__Article__.
--- START ---

Personality: A dwarf of quiet ambition, Zûbrim prefers to be amiable and friendly, rather than ferociously competitive. Even so, he is a dwarf of few words.

Weapons: Stout shortbow, handaxe

History: Zûbrim, son of Zûbrin, was raised as a silversmith in the halls of the Dwarves of the Ered Luin. As a young dwarf, he found himself enjoying frequent and prolonged hikes through the mountains, living off of the land and hunting game with his bow. Soon he found his services as a skinner, which he enjoyed doing, more in demand than as a silversmith, and so he changed his "career", much to his father's displeasure. However, being of stiff neck and greedy coffer, Zûbrim took the more profitable (and enjoyable) profession and stuck with it.

As an expert in the outdoors, Zûbrim is most likely to join the rumored expedition as a guide.


----------



## Kementari (May 15, 2005)

--- END ---

__Provided records__.
--- START ---

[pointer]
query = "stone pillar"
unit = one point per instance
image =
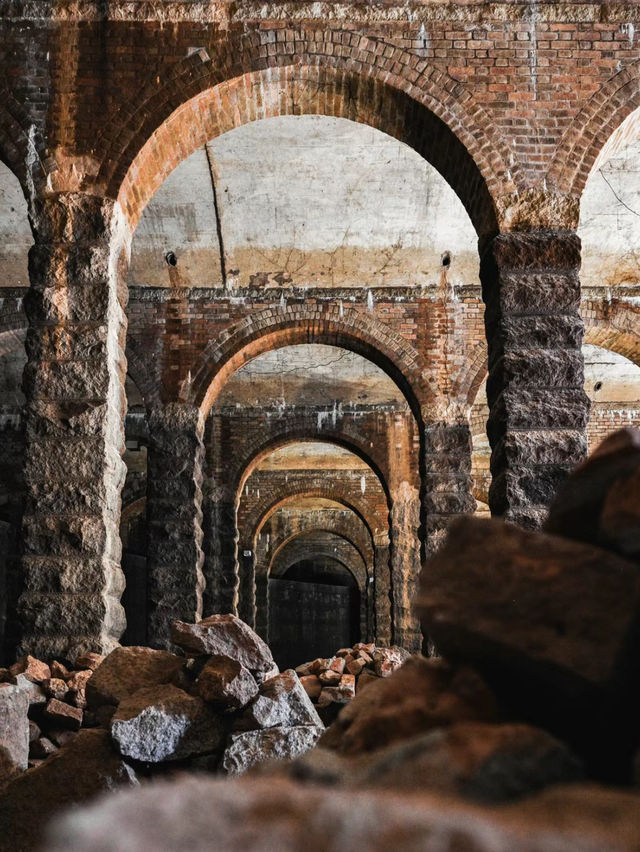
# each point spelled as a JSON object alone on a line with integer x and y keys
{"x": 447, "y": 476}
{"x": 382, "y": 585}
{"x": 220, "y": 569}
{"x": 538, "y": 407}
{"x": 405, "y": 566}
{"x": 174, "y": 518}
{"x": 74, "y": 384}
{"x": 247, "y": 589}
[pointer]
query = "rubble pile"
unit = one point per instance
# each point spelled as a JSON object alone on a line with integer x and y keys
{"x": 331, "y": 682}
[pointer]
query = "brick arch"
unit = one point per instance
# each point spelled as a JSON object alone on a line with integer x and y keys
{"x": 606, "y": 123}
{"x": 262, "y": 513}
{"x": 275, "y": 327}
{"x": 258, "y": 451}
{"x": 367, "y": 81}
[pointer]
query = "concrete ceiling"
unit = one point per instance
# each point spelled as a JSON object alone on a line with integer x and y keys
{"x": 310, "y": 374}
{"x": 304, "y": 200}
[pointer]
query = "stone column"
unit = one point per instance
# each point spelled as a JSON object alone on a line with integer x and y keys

--- END ---

__Stated task A__.
According to the Zûbrim profile, what trade was Zûbrim raised in?
__Stated task B__.
Repeat everything in the Zûbrim profile from "History: Zûbrim, son" down to "(May 15, 2005)".
__Stated task C__.
Go on with the Zûbrim profile from the point where it stops.

__Expected output A__.
He was raised as a silversmith.

__Expected output B__.
History: Zûbrim, son of Zûbrin, was raised as a silversmith in the halls of the Dwarves of the Ered Luin. As a young dwarf, he found himself enjoying frequent and prolonged hikes through the mountains, living off of the land and hunting game with his bow. Soon he found his services as a skinner, which he enjoyed doing, more in demand than as a silversmith, and so he changed his "career", much to his father's displeasure. However, being of stiff neck and greedy coffer, Zûbrim took the more profitable (and enjoyable) profession and stuck with it.

As an expert in the outdoors, Zûbrim is most likely to join the rumored expedition as a guide.


----------



## Kementari (May 15, 2005)

__Expected output C__.
My Characters:

Name: Owin
Race: Dwarf
Sex: Male
Age 250

Appearance: Small, thin, hunched shoulders, sharp grey eyes with a long grey beard, going bald, what little hair he does have grows in a monkish fashion around his head. Wears rich clothes and jewelry 

Personality: He makes up for his small stature by acting intimidating and using a loud deep voice. He is very conservative, judgemental and suspicious, but cares deeply for his people and for their common good

Weapons: sword and very fancy walking stick

History: He was born in a remote mountain village in the North-West. He became a metalworker like his family before him and soon became renowned at his skill with both delicate and powerful objects. When he was about middle aged the town was ravaged by a small orc band, most of his family died, but being one of the richest and most influential people in the village he took charge and helped them to rebuild. He soon became a powerful leader and even a spiritual leader, as it was sometimes common in ancient or remote cultures for blacksmiths to perform wedding ceremonies, since they were able to blend two precious metals together to make something strong and lasting, and he eventually became the sheriff of the town. 

Name: Brian
Race: Dwarf
Sex: Male
Age: 50 (dwarf equivalent of about 19)

Appearance: Small and a lil chubby in the face and belly; large, protruding blue eyes, curly auburn hair, short beard, delicate expressive mouth. Cleancut but plainly dressed, leather workers jacket with lots of pockets. 

Personality: Quiet, thoughtful, shy, not terribly friendly, fiercely loyal to close companions, likes to laugh, make a surprising comment here and there

Weapon: short sword, prefers not to fight unless absolutely necessary.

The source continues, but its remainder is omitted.